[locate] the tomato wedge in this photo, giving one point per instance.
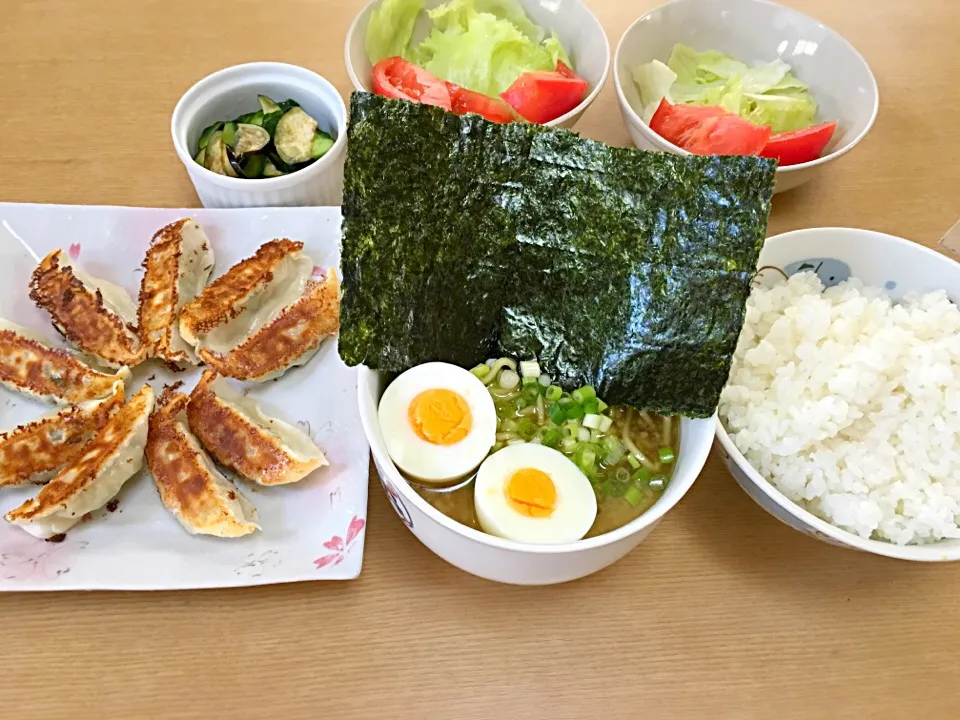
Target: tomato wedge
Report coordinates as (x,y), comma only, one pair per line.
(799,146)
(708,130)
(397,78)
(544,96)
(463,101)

==

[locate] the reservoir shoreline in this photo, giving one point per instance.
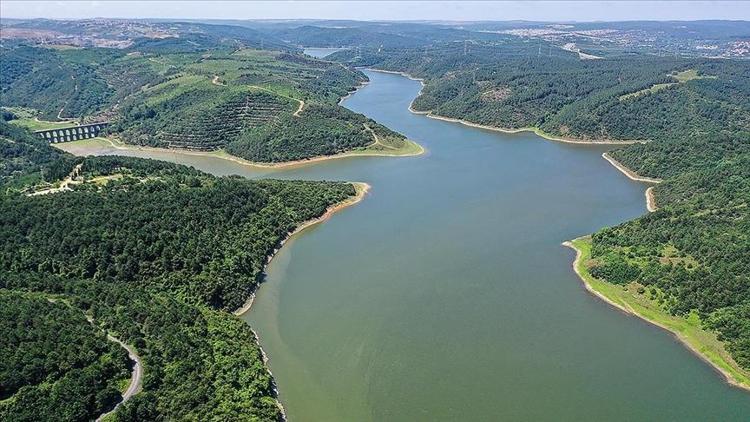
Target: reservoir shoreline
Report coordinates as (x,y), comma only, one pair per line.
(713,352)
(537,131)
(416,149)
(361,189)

==

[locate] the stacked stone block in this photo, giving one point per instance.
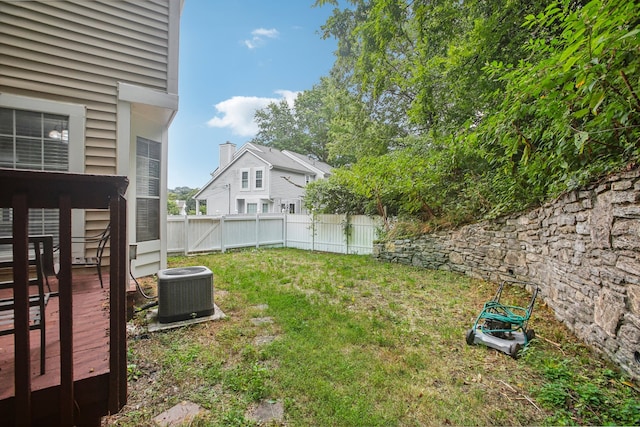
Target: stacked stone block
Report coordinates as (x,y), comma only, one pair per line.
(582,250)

_OBJECTIVE_
Pull out every line in the three blocks above that contains the word "reservoir", and copy each one in full. Case counts.

_PROBLEM SOLUTION_
[locate] the reservoir shoreline in this photo, giving one point per instance.
Target: reservoir shoreline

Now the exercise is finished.